Exercise description -> Reproduce the listing below word for word, leaving out the pictures.

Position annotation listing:
• • • •

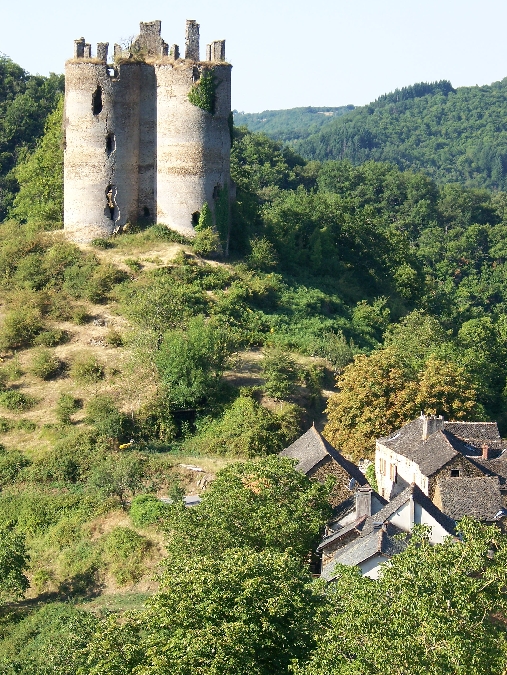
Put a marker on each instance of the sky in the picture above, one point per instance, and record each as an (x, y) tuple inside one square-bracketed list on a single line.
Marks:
[(285, 53)]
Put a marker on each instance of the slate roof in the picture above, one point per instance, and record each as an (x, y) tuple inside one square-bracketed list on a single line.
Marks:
[(357, 526), (439, 448), (378, 542), (414, 492), (476, 433), (311, 449), (477, 497)]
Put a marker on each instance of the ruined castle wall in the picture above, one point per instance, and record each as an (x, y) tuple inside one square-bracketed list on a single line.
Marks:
[(193, 146), (147, 142), (101, 148)]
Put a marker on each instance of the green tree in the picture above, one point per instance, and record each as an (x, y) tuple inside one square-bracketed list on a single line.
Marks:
[(119, 475), (280, 373), (260, 505), (191, 362), (40, 176), (243, 613), (434, 610), (13, 563)]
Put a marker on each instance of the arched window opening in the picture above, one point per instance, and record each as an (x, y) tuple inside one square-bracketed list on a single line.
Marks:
[(110, 143), (110, 201), (97, 101)]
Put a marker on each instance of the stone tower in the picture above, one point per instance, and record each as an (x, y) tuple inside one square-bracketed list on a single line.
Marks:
[(146, 136)]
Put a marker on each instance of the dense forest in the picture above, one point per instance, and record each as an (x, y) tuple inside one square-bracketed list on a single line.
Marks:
[(289, 125), (452, 135), (355, 288)]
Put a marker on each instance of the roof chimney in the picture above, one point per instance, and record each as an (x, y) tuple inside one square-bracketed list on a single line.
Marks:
[(431, 424), (363, 502)]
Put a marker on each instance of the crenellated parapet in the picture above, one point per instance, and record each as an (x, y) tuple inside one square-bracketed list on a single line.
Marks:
[(139, 143)]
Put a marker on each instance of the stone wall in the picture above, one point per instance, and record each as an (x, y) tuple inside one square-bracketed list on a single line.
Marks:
[(135, 146), (341, 490)]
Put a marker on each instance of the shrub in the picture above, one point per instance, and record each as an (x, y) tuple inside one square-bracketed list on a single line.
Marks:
[(206, 242), (20, 326), (263, 255), (134, 265), (102, 281), (51, 338), (105, 416), (247, 429), (11, 463), (102, 243), (80, 316), (87, 369), (65, 407), (45, 364), (165, 233), (114, 338), (280, 373), (16, 401), (125, 551), (147, 510)]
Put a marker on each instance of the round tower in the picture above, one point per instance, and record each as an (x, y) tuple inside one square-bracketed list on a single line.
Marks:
[(193, 144), (101, 132)]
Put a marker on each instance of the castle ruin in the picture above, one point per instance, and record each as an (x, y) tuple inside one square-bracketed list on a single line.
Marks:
[(147, 136)]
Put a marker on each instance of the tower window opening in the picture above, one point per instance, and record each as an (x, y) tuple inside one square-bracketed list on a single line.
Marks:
[(110, 201), (97, 101), (110, 143)]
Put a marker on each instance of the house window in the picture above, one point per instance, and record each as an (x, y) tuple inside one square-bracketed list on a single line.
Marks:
[(393, 473)]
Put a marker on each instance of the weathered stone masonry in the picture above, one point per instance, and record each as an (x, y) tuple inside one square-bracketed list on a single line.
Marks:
[(134, 144)]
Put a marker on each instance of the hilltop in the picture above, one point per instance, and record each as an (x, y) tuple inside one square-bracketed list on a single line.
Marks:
[(452, 135)]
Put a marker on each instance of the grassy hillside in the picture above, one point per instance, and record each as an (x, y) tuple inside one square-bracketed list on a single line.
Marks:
[(292, 124)]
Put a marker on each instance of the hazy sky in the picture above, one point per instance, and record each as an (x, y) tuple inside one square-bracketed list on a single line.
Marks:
[(286, 54)]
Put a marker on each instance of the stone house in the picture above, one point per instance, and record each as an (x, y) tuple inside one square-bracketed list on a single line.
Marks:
[(370, 540), (317, 459), (429, 450)]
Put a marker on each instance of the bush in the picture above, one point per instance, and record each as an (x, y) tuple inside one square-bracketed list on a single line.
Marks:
[(114, 338), (134, 265), (45, 364), (102, 243), (80, 316), (16, 401), (65, 406), (51, 338), (11, 463), (87, 369), (263, 255), (247, 429), (125, 551), (206, 242), (147, 510), (20, 326), (105, 416), (102, 281), (280, 373)]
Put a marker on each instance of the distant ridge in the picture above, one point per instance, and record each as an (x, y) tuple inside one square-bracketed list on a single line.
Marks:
[(291, 124)]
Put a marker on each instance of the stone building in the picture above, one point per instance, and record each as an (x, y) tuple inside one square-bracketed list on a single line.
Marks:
[(429, 451), (147, 135)]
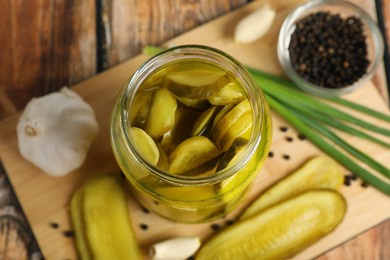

• • • •

Problem solution ->
Put a marker on each instance of the sky in the picture above, one point per instance, and record each as an (x, y) tuple inside one square-bracketed list on a single line.
Marks:
[(285, 53)]
Put a marker on each instance of the slate roof in the picture above, one point per instance, and record each as an (x, y) tuple inside one square-bracketed list on a single line.
Marks:
[(357, 526), (439, 448), (378, 542), (414, 492), (476, 433), (311, 449), (477, 497)]
Put a marker on each instance of the ruined castle wall in the picture above, one point per instance, and record each as an (x, y) tuple inside one square-bracketed list on a single line.
Marks:
[(193, 146), (147, 142), (101, 148)]
Put a marker on each instance of the green tree in the picture above, one point per instance, and record each as an (x, y) tuple inside one square-bracketed list on a single line.
Marks:
[(119, 475), (280, 373), (260, 505), (191, 362), (40, 176), (243, 613), (434, 610), (13, 563)]
Put a marker on each instance of the arched window opening in the picture above, one point per instance, and record each as an (x, y) tuple inside one square-bracketed list on a single line.
Marks:
[(110, 143), (110, 201), (97, 101)]
Put a marker on each instance of the stone tower in the picture above, one point per instance, and record each as an (x, y) tuple inside one square-bracketed list on a single line.
Marks:
[(146, 136)]
Put a marker on each instance of the dense forest in the picture above, one point per instance, and record each as an (x, y) tuple inside one square-bracketed list on a single line.
Marks:
[(289, 125), (452, 135), (355, 288)]
Put a marker on each instance of the roof chimney in the picture above, one point per instance, and record each as an (x, y) tuple inside one square-bracketed list on a single line.
Marks:
[(431, 424), (363, 502)]
Put a marker on each instance of the crenellated parapet in the picture above, one point per instance, and record each as an (x, y) tuple inside one square-bracketed list on a single line.
Marks:
[(139, 143)]
Put a marker on each instance of the stone wall in the picture above, one point per instance, and record each as an (x, y) tuple inside one square-bracketed list on a single line.
Marks:
[(135, 146), (341, 490)]
Put a marker on each instance of the shrub in the picture above, one point per instance, and record each as an (x, y) tuple inside one square-bracketed list on a single line.
Marks:
[(206, 242), (20, 326), (263, 255), (134, 265), (102, 281), (51, 338), (105, 416), (247, 429), (11, 463), (102, 243), (80, 316), (87, 369), (65, 407), (45, 364), (165, 233), (114, 338), (280, 373), (16, 401), (125, 551), (147, 510)]
Put a marker on each instance of the round tower in the picture above, one point per instance, and record each as an (x, y) tuple inside one square-bracketed list on a single line.
Marks:
[(193, 144), (101, 132)]
Put a marker on each instance of the castle ruin in the picture above, one point per instance, and record each as an (x, y) tuple inside one square-bracketed list on a single line.
Marks:
[(147, 136)]
Put a marker on each instance of the tower window opening in the picture above, one point per instance, and record each as an (x, y) tuple inside one square-bracketed list on a single line.
Marks:
[(110, 201), (97, 101), (110, 143)]
Put a marker on each instance of the house window in the picture above, one point per instance, and record each as an (x, y) tuple inside one square-bracketed list on a single line.
Marks:
[(393, 473)]
Put a marker on each instance of the weathered stone masonry in the picture above, one point per instance, and record each as an (x, y) tuple inside one square-bracketed list on a single line.
Marks:
[(134, 144)]
Put a marker on each instance of the hilltop in the picture above, one point per instance, and record each as an (x, y) tuple inside one square-bracketed list on a single line.
Marks:
[(452, 135)]
Put a marker on each instance of the grassy hillside in the picture above, one point per instance, and record each as an (x, y) tuple inside one square-bracketed list on a single line.
Marks:
[(292, 124)]
Put a marker on each instance of the hazy sky in the picture above, one point per instance, and record each as an (x, y) tuple inside one square-bracketed list on a single line.
Marks:
[(286, 54)]
Put a marker on each instance of the stone house in the picture above, one point per instance, and record each as an (x, y) tuple inside one square-bracketed list on a single line.
Marks:
[(370, 540), (317, 459), (429, 450)]
Put a marker on each instance of the bush in the picture above, one point per instance, and record each as an (x, y) tuple inside one square-bracketed list on a single line.
Marks:
[(114, 338), (134, 265), (45, 364), (102, 243), (80, 316), (16, 401), (65, 406), (51, 338), (11, 463), (87, 369), (263, 255), (247, 429), (125, 551), (206, 242), (147, 510), (20, 326), (105, 416), (102, 281), (280, 373)]
Put a marker on each instance of the distant ridge in the picture above, one point per instance, and record each as an (x, y) tuple inside one square-bracketed list on a single line.
Marks:
[(291, 124)]
Put a marker on each instance of the stone building in the picture above, one point per instance, and record each as an (x, y) tuple inside one square-bracketed list on a single line.
Marks:
[(429, 451), (147, 135)]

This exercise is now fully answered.